*Requirement*: Please answer from the passage below on France's EU election results: what percentage of the vote did the Communist Party, PCF, receive?

*Excerpted passage*:
At the beginning of his term of office, the French President, Emmanuel Macron, announced that his election heralded a “new world”, no less. The outcome of the recent EU elections certainly shows that France is entering a new political order, or perhaps disorder, would be more correct.

The two governing parties of the last fifty years, the Socialist Party, PS, the heir of François Mitterand, president from 1981-1995 and Les Republicains, heirs of Charles de Gaulle, president from 1959-69, scored just 6.7 percent and 8.2 percent respectively.

Their derisory scores leave them terribly weakened. Another former giant of post-war French politics, the Communist Party, PCF, that, from 1945 until 1978 never fell below 20 percent in parliamentary elections, scored only 2.49 percent, roughly the same as the Animalist Party, with 2.16 percent.

As for the “revolutionary left”, Lutte Ouvrière, which, back in 2003 scored 5.6 percent and 1.6 million votes in the presidentials, scored an insignificant 0.78 percent and a grand total of 176,339 votes.

Overall, the situation is characterised by a turn to the right, a severe weakening of working class consciousness and the rise of “classless” populism, all in conditions of greatly increased social and political instability.

This is the result of two recent developments. The first is two years of Macron’s presidency, continuing and reinforcing the attacks of “Socialist” François Hollande, in which he has implemented further neo-liberal measures, attacked the working class, most notably the railways and the state sector, and reduced the taxes on the super-rich. The second development is the uprising of the Gilets Jaunes, the Yellow Vests, that has polarised political life, in a peculiar way, in the last six months.

While this movement is violently opposed to Macron, it does so not on a class basis, but on a confused ideology that lacks any coherent project. Indeed, it refuses to create any organisational structure, to elect representatives or to propose any programmatic platform. It relies instead on the myth of “the people”, who have been dispossessed of power and freedom by “the elite”, rather than (mis-) represented by political parties. If they have a positive solution it is to govern “directly”, through Citizens’ Initiative Referendums, RICs.

Segmentation mask data:
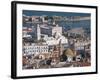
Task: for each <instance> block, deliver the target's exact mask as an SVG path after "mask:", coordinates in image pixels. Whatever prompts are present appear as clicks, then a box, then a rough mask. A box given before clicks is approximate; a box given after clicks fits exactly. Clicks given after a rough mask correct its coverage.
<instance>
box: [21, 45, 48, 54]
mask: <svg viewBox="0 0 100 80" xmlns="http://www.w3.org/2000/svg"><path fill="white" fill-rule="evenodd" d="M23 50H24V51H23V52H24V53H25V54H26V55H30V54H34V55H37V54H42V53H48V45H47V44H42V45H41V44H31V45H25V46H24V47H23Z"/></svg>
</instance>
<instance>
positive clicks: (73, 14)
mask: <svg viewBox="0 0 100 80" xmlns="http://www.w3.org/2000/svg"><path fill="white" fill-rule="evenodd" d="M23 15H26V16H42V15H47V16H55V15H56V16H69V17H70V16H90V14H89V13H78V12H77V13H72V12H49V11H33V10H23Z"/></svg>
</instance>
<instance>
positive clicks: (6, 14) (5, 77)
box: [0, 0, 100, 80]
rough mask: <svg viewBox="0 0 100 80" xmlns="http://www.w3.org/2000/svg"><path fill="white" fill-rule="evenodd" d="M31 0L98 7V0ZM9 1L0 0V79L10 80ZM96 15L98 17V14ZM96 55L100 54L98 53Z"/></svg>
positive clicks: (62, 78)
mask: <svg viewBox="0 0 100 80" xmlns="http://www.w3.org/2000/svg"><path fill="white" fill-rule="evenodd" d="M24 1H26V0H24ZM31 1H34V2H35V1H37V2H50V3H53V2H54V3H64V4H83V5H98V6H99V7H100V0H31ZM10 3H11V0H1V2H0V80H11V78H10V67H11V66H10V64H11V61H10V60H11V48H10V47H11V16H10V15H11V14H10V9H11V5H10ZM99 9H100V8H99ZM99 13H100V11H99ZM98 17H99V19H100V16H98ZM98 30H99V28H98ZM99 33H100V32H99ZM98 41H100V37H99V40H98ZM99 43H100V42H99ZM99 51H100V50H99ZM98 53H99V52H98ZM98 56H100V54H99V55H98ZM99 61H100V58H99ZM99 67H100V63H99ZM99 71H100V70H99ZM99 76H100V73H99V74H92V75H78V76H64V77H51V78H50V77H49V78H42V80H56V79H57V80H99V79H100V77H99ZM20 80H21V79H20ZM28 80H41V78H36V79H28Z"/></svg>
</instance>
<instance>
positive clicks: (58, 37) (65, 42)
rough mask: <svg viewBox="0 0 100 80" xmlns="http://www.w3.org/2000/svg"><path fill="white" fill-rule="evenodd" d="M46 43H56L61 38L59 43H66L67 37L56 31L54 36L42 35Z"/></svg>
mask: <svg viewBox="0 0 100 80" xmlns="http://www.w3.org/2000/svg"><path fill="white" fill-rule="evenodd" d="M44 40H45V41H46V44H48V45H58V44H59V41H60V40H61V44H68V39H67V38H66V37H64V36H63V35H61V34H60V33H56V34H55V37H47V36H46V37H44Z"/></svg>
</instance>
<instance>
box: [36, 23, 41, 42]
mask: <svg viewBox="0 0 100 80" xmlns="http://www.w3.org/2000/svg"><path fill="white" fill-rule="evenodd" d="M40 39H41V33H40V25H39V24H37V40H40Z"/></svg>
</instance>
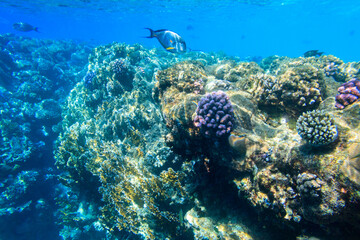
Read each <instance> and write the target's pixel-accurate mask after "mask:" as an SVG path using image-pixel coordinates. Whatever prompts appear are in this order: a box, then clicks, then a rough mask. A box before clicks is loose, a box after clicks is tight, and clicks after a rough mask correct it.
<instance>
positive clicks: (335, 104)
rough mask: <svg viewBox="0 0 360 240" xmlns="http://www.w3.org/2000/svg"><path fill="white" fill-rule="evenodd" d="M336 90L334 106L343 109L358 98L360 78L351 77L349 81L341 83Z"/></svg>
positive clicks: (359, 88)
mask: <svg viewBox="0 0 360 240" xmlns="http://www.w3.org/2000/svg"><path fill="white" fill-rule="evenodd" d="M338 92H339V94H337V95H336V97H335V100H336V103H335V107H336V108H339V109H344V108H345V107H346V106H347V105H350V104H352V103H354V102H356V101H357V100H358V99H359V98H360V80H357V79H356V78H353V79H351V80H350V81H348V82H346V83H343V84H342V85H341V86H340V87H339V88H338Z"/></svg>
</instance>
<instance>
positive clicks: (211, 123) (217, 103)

*Task output*: 2.49 percent.